_Task description:_ Only the pictures are left out: repeat the rest of the entries exactly.

>> BEGIN Working data

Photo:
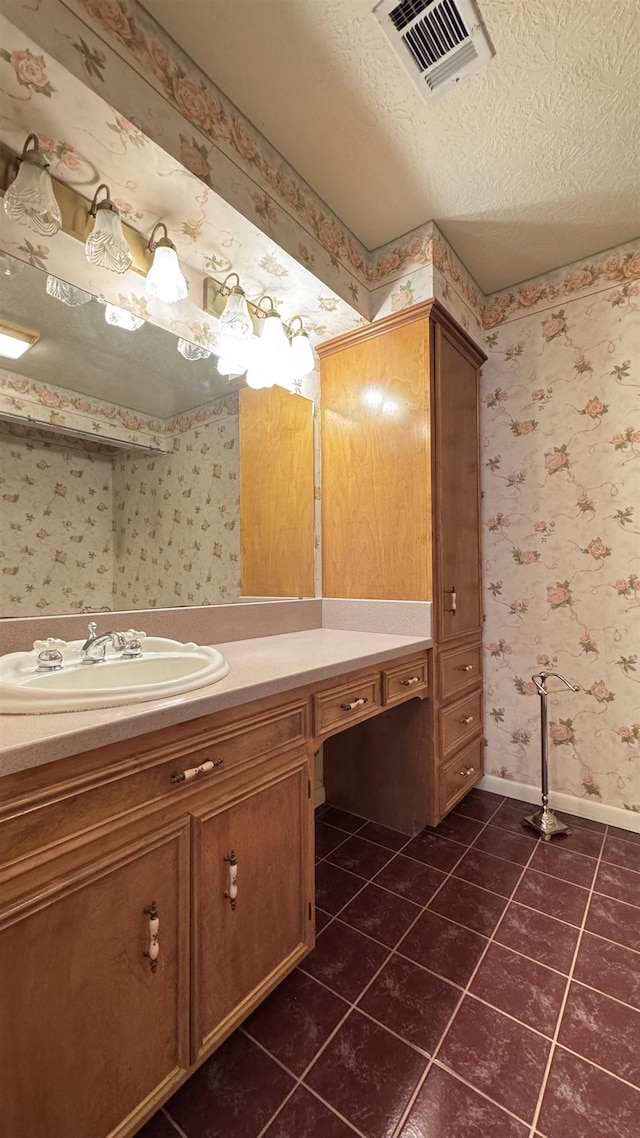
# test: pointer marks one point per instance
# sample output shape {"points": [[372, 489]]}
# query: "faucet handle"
{"points": [[131, 634], [132, 646]]}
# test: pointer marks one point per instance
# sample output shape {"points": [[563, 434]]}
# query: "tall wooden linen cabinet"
{"points": [[401, 520]]}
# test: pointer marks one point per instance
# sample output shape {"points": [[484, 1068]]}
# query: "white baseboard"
{"points": [[582, 808]]}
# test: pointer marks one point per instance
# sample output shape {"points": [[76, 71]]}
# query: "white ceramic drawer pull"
{"points": [[354, 703], [153, 953], [204, 768], [232, 891]]}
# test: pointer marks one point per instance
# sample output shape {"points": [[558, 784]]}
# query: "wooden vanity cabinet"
{"points": [[401, 520], [244, 945], [90, 1032], [95, 1033]]}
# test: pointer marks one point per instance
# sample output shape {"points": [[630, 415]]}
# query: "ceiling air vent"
{"points": [[439, 41]]}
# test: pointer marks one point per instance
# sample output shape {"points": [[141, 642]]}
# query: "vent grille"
{"points": [[439, 41]]}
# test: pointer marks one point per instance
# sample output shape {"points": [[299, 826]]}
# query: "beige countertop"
{"points": [[259, 668]]}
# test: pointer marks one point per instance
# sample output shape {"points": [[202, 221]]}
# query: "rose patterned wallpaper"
{"points": [[560, 436], [56, 541], [177, 520], [83, 526]]}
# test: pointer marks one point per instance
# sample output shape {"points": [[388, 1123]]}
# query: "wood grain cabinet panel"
{"points": [[460, 774], [404, 681], [458, 669], [401, 516], [341, 706], [89, 1032], [459, 722], [252, 916]]}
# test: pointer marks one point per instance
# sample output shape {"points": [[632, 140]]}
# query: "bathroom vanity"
{"points": [[155, 889]]}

>> END Working data

_Exercise solution:_
Photo:
# test: pointer marks one point per instance
# sample output shape {"points": [[372, 489]]}
# query: "faucet handle"
{"points": [[131, 634], [132, 646]]}
# test: pointer marks one point per instance
# sample output shape {"points": [[563, 434]]}
# query: "tall wooden linen cabinet"
{"points": [[401, 520]]}
# test: pointer marks one point per instance
# sample output shape {"points": [[484, 1068]]}
# query: "white baseboard"
{"points": [[582, 808]]}
# test: pointer marks one point per instance
# sample output shape {"points": [[76, 71]]}
# query: "white ceramic drawer pull"
{"points": [[354, 703], [153, 953], [204, 768], [232, 891]]}
# test: pointer marks one point per instance
# sample output shape {"points": [[558, 784]]}
# query: "wooden vanity cabinet"
{"points": [[401, 520], [244, 945], [90, 1032], [95, 1033]]}
# test: pointer marks one point per instance
# sample output shape {"points": [[630, 415]]}
# query: "ceiling air vent"
{"points": [[439, 41]]}
# test: pointer marks one point per instance
# sample output shape {"points": [[141, 642]]}
# query: "vent grille"
{"points": [[439, 41]]}
# test: pointer marks one point per instance
# sample output shape {"points": [[299, 826]]}
# query: "beige countertop"
{"points": [[259, 668]]}
# test: pointer marks one point per instance
# sample output shape {"points": [[202, 221]]}
# query: "rose patterned wallpaper"
{"points": [[560, 436], [56, 541], [177, 520], [83, 526]]}
# test: pointer marks one point per instance
# sample output shape {"points": [[388, 1123]]}
# query: "wood grain cabinet panel"
{"points": [[460, 774], [404, 681], [458, 669], [401, 516], [341, 706], [89, 1032], [459, 722], [252, 916]]}
# test: pointer marks one point per instance
# sample output shape {"points": [[632, 140]]}
# query: "bathroom vanity"
{"points": [[155, 889]]}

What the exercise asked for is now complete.